— Directive A —
In the algorithm benchmarking notebook, which lecture and date is the insertion sort pseudocode taken from?
— Directive B —
Carry on the algorithm benchmarking notebook, picking up right after its final line of code.

--- START OF Page ---

## Algorithm benchmarking
- This file handles the timing of execution time for the different alogrithms in different scenarios(best,worst,average).
- The results are stored in csv files for later visualization.
- This file also contains the actual algorithms that are being analyzed.

In [None]:
#Necessary imports
import timeit
import copy
import pandas as pd

In [None]:
#The sorting algorithms

#Insertion sort, based on the pseudocode from lecture 7, 26/02/2024
def insert_sort(A):
    for j in range(1, len(A)):
        key = A[j]
        i = j - 1
        while i >= 0 and A[i] > key:
            A[i + 1] = A[i]
            i = i - 1
        A[i+ 1] = key
    return A

# Merge sort, psudo code from lecture 7, 26/02/2024
def merge(A, p, q, r):
    n1 = q - p + 1
    n2 = r - q

    L = [0] * (n1+1)
    R = [0] * (n2+1)

    for i in range(n1):
        L[i] = A[p + i]
    
    for j in range(n2):
        R[j] = A[q + j + 1]

    L[n1] = float('inf')
    R[n2] = float('inf')

    i = 0
    j = 0

    for k in range(p, r+1):
        if L[i] <= R[j]:
            A[k] = L[i]
            i = i + 1
        else:
            A[k] = R[j]
            j = j + 1
    return A

# A  is the array to be sorted
# p is the start index
# q is the middle index
# r is the end index
def merge_sort(A, p, r):
    if p < r:
        q = (p + r) // 2
        merge_sort(A, p, q)
        merge_sort(A, q+1, r)
        merge(A, p, q, r)
        #A =  List cointaing two lists, p = start index first list, q = middle index end first list, start sekond list, r =end second list
    return A

# Quick sort, psudo code from lecture 7, 26/02/2024
def partition(A, p, q):
    x = A[p]
    i = p
    for j in range(p+1, q+1):
        if A[j] <= x:
            i = i + 1
            A[i], A[j] = A[j], A[i]
    A[i], A[p] = A[p], A[i]
    return i 

def quick_sort(A, p, r):
    if p < r:
        q = partition(A, p, r)
        quick_sort(A, p, q - 1)
        quick_sort(A, q + 1, r)

In [None]:
#The function to benchmark the sorting algorithms
def timing_function(list_name, list_of_lists, func_name, limit, df):
    '''
    Benchmark the sorting algorithms on a list of lists
    Using the timeit module to measure the time it takes to sort a list of a given size
    
    Parameters:
    list_name: str, the name of the list type
    list_of_lists: list, a list of lists to be sorted
    func_name: str, the name of the sorting function to be benchmarked
    limit: int, the maximum number of lists to be sorted
    df: pandas dataframe, the dataframe to store the timing results
    '''
    for i in range(0, len(list_of_lists)): #Iterate over the list of lists  
        current_list = [int(x) for x in list_of_lists[i].split(',')]
        print("Benchmarking {} with list of length {} of type {}".format(func_name, len(current_list), list_name))
        if func_name == "insert_sort":
            clock = timeit.Timer(stmt='sort_func(copy(data))', globals={'sort_func': insert_sort, 'data': current_list, 'copy': copy.copy})

--- END OF Page ---
--- START OF Supplied entries ---

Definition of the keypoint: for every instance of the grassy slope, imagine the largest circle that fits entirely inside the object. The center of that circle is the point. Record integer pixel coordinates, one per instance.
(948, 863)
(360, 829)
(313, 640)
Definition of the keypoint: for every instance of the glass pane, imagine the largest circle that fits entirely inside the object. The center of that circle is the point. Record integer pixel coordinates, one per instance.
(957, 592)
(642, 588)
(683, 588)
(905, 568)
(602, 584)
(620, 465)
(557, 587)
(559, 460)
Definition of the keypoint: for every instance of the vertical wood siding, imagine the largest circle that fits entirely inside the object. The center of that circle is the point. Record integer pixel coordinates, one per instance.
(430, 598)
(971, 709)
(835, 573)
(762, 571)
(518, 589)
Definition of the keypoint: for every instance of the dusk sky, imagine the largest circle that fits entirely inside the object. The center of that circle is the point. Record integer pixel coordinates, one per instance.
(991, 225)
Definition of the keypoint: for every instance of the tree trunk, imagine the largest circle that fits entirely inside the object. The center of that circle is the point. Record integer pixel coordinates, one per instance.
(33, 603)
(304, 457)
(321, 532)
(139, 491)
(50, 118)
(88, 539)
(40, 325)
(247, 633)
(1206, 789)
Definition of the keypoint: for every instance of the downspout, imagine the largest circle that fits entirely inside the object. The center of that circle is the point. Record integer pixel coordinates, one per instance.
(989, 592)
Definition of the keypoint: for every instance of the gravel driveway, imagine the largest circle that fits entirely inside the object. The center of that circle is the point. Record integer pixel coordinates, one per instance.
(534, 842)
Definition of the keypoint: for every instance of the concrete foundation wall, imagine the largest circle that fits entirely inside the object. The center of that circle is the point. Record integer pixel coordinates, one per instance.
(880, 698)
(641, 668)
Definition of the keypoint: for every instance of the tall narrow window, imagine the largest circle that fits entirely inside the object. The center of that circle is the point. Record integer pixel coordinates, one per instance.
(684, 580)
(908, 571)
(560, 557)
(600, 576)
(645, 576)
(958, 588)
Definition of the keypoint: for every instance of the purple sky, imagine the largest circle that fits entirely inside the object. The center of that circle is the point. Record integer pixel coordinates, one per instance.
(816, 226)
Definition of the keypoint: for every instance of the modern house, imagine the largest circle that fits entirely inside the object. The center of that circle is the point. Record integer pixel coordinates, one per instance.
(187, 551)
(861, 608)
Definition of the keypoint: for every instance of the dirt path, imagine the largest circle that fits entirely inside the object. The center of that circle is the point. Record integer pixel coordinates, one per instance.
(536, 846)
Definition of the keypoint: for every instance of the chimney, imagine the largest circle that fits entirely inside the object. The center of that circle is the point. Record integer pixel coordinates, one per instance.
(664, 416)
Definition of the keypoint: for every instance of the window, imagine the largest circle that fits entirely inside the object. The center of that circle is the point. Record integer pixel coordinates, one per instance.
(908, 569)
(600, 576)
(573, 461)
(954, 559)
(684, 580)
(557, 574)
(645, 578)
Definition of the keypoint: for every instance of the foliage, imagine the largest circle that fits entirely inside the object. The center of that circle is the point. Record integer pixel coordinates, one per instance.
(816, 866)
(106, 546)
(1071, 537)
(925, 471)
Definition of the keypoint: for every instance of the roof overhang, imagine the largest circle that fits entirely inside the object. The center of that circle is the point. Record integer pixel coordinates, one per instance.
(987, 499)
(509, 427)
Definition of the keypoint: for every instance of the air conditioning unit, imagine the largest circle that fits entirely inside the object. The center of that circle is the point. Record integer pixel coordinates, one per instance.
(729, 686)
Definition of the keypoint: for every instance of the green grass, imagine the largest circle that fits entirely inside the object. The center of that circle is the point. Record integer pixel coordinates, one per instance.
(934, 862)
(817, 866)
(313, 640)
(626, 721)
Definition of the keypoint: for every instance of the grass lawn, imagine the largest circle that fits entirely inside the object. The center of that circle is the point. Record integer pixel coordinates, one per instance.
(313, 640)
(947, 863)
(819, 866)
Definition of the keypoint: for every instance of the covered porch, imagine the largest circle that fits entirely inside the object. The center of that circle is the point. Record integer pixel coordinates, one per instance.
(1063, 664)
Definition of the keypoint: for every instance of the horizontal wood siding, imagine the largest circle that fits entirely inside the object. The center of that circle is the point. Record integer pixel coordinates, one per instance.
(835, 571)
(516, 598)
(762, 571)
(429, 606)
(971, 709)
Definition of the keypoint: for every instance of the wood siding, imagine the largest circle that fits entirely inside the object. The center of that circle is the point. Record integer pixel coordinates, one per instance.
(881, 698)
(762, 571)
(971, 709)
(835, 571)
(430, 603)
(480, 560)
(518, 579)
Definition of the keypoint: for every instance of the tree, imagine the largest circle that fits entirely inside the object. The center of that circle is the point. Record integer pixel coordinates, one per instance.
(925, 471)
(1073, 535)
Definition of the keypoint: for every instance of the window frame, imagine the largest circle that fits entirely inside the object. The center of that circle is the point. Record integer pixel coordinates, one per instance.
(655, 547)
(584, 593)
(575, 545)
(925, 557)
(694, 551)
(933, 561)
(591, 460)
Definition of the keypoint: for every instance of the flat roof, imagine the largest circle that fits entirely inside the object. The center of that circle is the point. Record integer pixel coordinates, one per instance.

--- END OF Supplied entries ---

— Task response A —
Lecture 7, 26/02/2024.

— Task response B —
        elif func_name == "merge_sort":
            clock = timeit.Timer(stmt='sort_func(copy(data),0,r)', globals={'sort_func': merge_sort, 'data': current_list, 'copy': copy.copy, 'r': len(current_list)-1, "0": 0})
        elif func_name == "quick_sort":
            clock = timeit.Timer(stmt='sort_func(copy(data),0,r)', globals={'sort_func': quick_sort, 'data': current_list, 'copy': copy.copy, 'r': len(current_list)-1, "0": 0})
        n_ar, t_ar = clock.autorange()
        t = clock.repeat(repeat=7, number=n_ar)

        for time in t:
            new_row = {'list_type': list_name, 'list_size': len(current_list), 'n_ar': n_ar, 'time': time}
            df = pd.concat([df, pd.DataFrame([new_row])], ignore_index=True)        #Store the timing results in a csv file
  
        #Stop the benchmarking if the limit is reached
        if i == limit-1:
            break
    return df

In [None]:
#Read the csv files containing the benchmarking data
b_c_file = open("../data/b_c.csv", "r") #Best case
w_c_file = open("../data/w_c.csv", "r") #Worst case
a_c_file = open("../data/a_c.csv", "r") #Average case

#Read the file and store the data in a list
a_c = a_c_file.read().splitlines()
b_c = b_c_file.read().splitlines()
w_c = w_c_file.read().splitlines()

In [None]:
#Limit the number of lists to be sorted. Must be less than or equal to the number of lists in the input files (25)
limit = 3 #Must be >= 1, and quick_sort will have problems with recursion depth if larger than 11
algorithm_list = ["insert_sort", "merge_sort", "quick_sort"]

#Benchmark the sorting algorithms. The timing results are stored in the csv files in the results folder
for algorithm in algorithm_list: #For each algorithm
    df = pd.DataFrame(columns=['list_type', 'list_size', 'n_ar', 'time'])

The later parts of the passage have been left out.